[Entries from a point annotation set]
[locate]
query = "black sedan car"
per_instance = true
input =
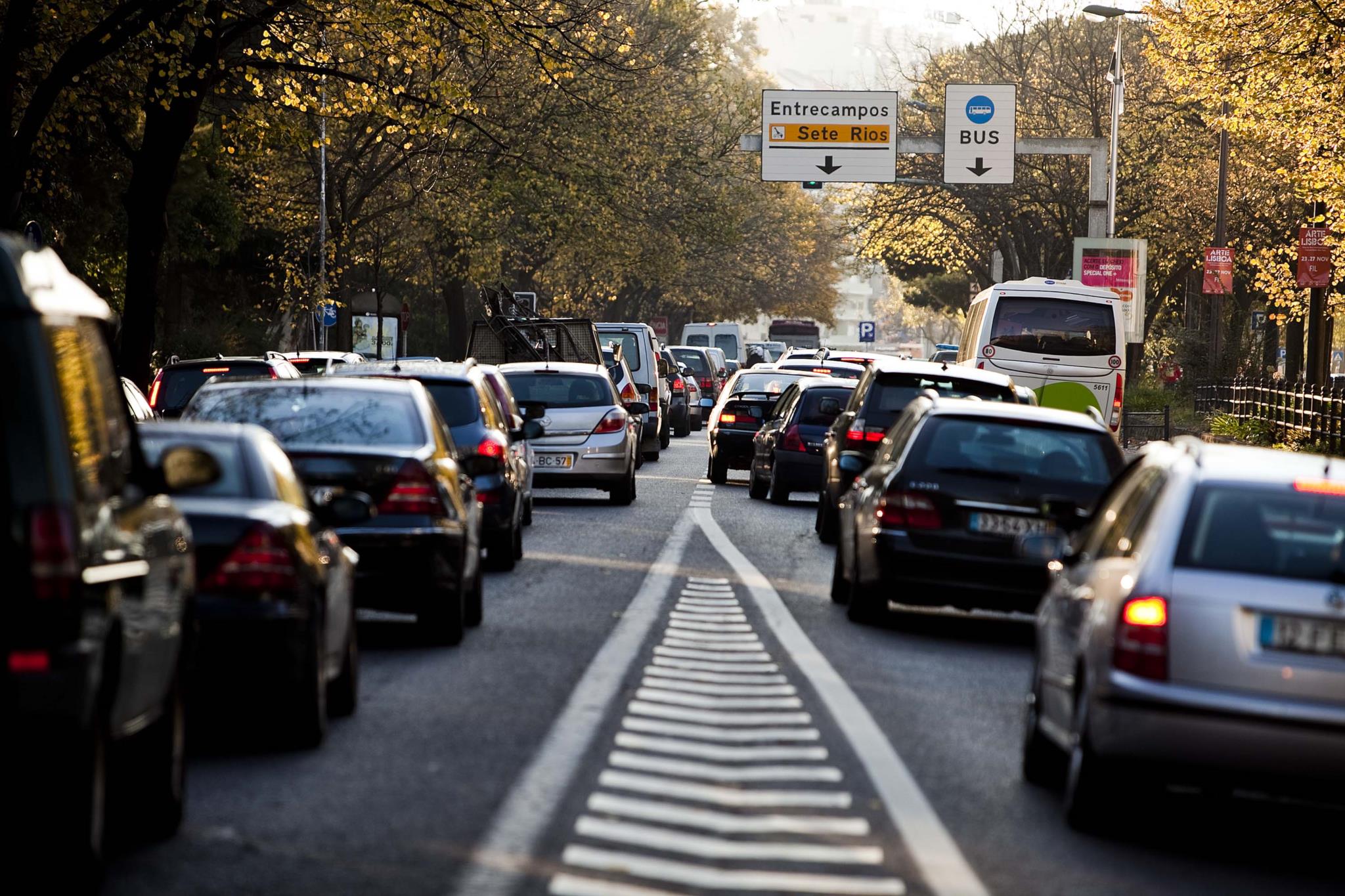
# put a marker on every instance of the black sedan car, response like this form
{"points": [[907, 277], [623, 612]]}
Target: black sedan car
{"points": [[881, 394], [787, 449], [272, 582], [935, 519], [385, 441]]}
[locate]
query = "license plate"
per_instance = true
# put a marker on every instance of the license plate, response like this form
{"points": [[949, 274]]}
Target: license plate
{"points": [[1301, 634], [1011, 526]]}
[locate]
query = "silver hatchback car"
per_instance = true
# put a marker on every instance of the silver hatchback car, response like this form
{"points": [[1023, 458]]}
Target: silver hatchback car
{"points": [[591, 440], [1195, 633]]}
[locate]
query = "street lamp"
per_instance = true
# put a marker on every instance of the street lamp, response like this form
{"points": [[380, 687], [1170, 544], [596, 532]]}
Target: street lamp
{"points": [[1118, 100]]}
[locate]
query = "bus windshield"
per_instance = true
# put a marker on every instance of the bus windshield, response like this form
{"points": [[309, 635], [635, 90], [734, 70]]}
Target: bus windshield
{"points": [[1053, 327]]}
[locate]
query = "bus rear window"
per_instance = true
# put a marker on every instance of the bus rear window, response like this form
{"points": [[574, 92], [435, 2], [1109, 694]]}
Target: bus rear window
{"points": [[1056, 327]]}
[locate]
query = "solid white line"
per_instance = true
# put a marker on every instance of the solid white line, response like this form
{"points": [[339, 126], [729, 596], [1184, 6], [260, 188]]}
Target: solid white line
{"points": [[709, 733], [738, 797], [725, 822], [722, 774], [712, 878], [505, 851], [715, 667], [704, 847], [716, 753], [716, 717], [725, 691], [715, 676], [942, 864], [707, 702]]}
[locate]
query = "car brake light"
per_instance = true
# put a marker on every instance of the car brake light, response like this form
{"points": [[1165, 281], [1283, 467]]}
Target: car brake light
{"points": [[612, 422], [260, 562], [1141, 647], [414, 492], [908, 511], [51, 553]]}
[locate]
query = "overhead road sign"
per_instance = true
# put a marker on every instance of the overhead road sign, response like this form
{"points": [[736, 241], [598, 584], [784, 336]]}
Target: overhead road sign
{"points": [[829, 136], [979, 133]]}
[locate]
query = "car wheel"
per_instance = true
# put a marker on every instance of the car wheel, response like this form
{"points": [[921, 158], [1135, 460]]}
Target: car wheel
{"points": [[1043, 762], [343, 691]]}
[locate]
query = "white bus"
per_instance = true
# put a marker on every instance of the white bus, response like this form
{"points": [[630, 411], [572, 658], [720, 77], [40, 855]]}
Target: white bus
{"points": [[1059, 337]]}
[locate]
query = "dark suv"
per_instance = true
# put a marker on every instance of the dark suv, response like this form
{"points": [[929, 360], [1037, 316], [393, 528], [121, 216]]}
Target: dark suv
{"points": [[178, 381], [99, 572]]}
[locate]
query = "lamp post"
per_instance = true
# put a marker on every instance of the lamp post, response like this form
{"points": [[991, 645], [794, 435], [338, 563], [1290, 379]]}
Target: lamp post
{"points": [[1118, 100]]}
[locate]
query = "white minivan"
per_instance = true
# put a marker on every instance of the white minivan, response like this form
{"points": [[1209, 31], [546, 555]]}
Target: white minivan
{"points": [[726, 337], [1063, 340]]}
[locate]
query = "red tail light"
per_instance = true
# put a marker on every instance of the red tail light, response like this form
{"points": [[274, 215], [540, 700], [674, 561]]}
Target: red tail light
{"points": [[51, 553], [612, 422], [1141, 647], [260, 562], [908, 511], [414, 492]]}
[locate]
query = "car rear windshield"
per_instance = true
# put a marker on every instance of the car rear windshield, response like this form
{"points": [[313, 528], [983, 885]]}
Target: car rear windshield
{"points": [[562, 390], [1273, 531], [228, 453], [891, 393], [181, 383], [628, 343], [458, 403], [311, 416], [1015, 450], [1053, 327]]}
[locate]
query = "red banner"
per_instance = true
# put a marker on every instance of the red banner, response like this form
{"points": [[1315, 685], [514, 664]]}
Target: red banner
{"points": [[1219, 272], [1314, 257]]}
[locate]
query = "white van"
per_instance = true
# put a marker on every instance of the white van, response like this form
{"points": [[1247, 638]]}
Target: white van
{"points": [[1063, 340], [726, 337]]}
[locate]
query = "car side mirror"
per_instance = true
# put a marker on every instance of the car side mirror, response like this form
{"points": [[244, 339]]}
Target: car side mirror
{"points": [[187, 468]]}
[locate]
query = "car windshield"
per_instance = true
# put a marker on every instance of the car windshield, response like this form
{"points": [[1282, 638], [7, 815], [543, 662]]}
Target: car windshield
{"points": [[891, 393], [1274, 531], [1053, 327], [228, 453], [562, 390], [1016, 449], [179, 383], [311, 416]]}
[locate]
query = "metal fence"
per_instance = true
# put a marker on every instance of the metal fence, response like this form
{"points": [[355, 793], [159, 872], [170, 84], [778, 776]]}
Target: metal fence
{"points": [[1317, 413]]}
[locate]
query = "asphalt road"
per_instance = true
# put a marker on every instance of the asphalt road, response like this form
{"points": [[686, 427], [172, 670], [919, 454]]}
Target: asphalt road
{"points": [[663, 700]]}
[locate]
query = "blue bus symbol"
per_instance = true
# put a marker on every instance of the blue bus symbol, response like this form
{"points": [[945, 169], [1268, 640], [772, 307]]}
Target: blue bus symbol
{"points": [[979, 110]]}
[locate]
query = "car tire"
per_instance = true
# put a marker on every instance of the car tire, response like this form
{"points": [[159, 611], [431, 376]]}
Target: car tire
{"points": [[343, 691]]}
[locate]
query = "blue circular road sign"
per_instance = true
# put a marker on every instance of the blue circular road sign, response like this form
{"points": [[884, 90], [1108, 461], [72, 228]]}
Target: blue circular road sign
{"points": [[981, 109]]}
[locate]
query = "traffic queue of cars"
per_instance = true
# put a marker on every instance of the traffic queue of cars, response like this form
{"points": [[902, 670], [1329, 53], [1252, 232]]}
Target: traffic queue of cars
{"points": [[1189, 601]]}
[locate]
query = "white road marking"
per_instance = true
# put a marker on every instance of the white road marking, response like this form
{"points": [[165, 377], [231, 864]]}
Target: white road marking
{"points": [[715, 676], [942, 864], [716, 717], [716, 753], [712, 878], [740, 691], [709, 733], [505, 851], [705, 847], [709, 771], [726, 822], [681, 699], [674, 789]]}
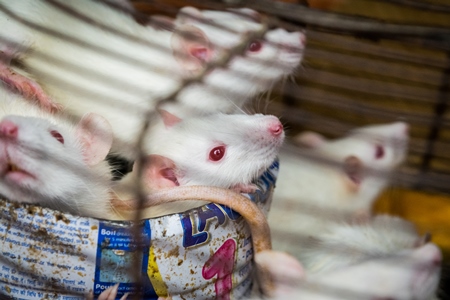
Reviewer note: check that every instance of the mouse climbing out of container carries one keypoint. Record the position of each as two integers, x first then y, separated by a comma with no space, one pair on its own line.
336,180
100,71
228,151
48,161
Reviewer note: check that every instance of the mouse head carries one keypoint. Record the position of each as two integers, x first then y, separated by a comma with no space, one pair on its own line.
217,150
409,274
42,161
203,36
366,155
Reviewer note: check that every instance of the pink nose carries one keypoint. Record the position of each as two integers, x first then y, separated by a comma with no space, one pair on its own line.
8,129
276,128
302,39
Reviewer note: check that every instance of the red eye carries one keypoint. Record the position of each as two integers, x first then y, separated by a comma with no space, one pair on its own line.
57,136
217,153
379,152
254,46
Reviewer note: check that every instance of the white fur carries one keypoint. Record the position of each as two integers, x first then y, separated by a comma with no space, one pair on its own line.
403,275
312,195
62,180
250,148
130,89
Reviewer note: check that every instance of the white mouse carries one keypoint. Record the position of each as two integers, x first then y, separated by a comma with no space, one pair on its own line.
219,150
46,160
143,68
335,180
410,274
346,244
403,275
382,259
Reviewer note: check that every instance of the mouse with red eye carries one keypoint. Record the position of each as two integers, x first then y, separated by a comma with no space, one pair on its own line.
48,161
337,180
219,150
273,56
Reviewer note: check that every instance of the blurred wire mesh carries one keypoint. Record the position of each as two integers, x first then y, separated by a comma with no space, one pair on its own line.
358,69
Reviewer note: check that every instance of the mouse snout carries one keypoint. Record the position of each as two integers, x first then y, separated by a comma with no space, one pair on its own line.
8,129
276,128
302,37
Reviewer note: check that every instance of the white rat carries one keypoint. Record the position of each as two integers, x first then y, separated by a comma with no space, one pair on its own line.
227,151
337,180
46,160
403,274
345,244
408,274
123,86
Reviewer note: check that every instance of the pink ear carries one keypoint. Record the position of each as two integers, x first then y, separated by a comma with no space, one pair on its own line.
310,139
191,48
188,14
160,173
354,169
168,119
96,136
281,266
249,12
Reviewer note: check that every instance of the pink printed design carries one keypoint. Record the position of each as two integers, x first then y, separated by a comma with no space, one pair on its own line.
221,263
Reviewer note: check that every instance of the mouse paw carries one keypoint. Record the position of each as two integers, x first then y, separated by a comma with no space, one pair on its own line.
245,188
28,88
361,217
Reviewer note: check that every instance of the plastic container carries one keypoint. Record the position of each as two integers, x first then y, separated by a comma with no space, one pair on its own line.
198,254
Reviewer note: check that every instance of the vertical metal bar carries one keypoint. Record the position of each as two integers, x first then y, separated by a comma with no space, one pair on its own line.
439,111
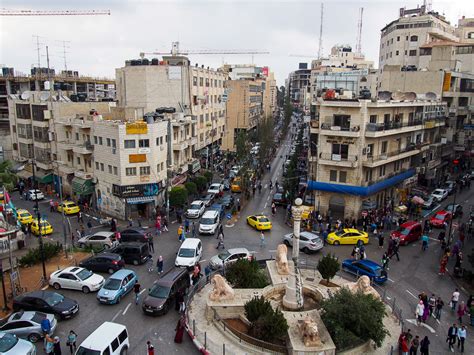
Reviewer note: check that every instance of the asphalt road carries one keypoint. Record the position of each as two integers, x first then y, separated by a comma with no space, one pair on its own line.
416,272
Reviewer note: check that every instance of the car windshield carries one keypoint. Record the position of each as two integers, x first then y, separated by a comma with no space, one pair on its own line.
160,291
224,255
7,342
84,274
54,298
112,284
186,253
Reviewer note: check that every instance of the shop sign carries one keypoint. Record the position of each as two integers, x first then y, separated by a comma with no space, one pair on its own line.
141,190
136,128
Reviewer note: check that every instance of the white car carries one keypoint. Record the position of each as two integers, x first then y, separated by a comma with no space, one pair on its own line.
196,209
34,195
215,189
76,278
439,194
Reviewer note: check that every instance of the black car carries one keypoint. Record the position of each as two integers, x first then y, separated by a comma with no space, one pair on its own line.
47,302
133,235
103,262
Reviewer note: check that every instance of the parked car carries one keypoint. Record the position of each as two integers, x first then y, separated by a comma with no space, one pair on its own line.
161,296
196,209
10,344
117,286
309,242
439,194
365,267
408,232
27,325
47,302
104,239
34,195
132,253
76,278
103,262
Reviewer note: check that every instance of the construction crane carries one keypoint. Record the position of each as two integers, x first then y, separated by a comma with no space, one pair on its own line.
5,12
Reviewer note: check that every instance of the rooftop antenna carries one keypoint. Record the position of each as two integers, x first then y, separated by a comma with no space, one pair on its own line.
320,49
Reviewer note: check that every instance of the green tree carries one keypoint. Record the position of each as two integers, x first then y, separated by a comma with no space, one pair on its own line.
353,318
328,266
178,196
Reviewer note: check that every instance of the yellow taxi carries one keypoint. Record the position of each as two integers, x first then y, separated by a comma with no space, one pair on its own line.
259,222
46,227
24,217
69,207
347,236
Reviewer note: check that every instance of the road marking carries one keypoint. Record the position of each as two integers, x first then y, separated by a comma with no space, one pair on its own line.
126,309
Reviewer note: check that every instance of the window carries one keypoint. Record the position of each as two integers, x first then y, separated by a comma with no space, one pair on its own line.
143,143
130,171
129,143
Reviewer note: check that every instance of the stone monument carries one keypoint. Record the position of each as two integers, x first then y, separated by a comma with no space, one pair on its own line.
293,299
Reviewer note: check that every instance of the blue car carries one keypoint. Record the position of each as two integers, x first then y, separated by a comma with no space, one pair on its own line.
117,286
365,267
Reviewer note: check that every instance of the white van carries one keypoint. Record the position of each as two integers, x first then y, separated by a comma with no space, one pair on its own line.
209,222
109,339
189,253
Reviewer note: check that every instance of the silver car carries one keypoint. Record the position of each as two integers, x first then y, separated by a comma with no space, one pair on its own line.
27,325
309,242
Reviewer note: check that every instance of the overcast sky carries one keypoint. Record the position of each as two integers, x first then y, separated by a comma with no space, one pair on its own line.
99,44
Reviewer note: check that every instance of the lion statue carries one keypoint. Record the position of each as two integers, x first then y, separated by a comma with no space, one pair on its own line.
221,289
309,330
282,260
363,285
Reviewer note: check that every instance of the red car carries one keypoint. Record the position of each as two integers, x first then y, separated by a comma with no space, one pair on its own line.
439,218
408,232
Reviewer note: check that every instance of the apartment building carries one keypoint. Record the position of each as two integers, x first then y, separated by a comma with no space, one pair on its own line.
363,153
193,90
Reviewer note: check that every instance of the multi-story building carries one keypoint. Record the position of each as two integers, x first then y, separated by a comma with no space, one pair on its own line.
363,153
193,90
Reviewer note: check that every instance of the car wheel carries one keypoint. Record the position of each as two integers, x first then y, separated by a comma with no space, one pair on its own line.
34,337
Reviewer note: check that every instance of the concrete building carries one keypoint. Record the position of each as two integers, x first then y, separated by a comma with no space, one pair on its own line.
363,153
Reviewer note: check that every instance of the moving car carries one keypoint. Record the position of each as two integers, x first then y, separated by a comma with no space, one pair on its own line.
408,232
47,302
10,344
68,207
46,227
196,209
103,262
365,267
227,257
259,222
76,278
34,195
189,253
439,194
161,296
27,325
347,236
309,242
117,286
24,217
439,218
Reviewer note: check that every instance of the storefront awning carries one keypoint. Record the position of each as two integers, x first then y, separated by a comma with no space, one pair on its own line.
82,186
140,200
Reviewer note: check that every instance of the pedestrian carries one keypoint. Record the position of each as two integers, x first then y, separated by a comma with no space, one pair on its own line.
71,341
136,289
462,333
159,265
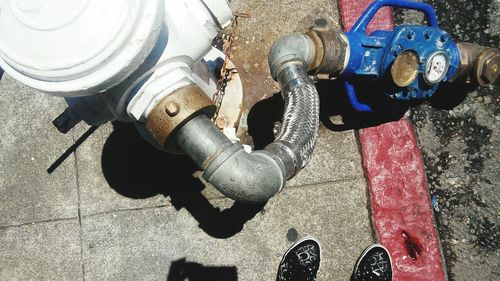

Exercise instructions →
Find every line in the records above that contains the string "wheel" and copy each of those lines.

Exercise answer →
query = "car wheel"
# put a marker on every instance of the car wheel, response like this form
Target: car wheel
Reviewer note: check that every instance of the car wheel carries one keypoint. Record the position of each as two integers, x first then y, separated by a comma with no space, one pair on its own line.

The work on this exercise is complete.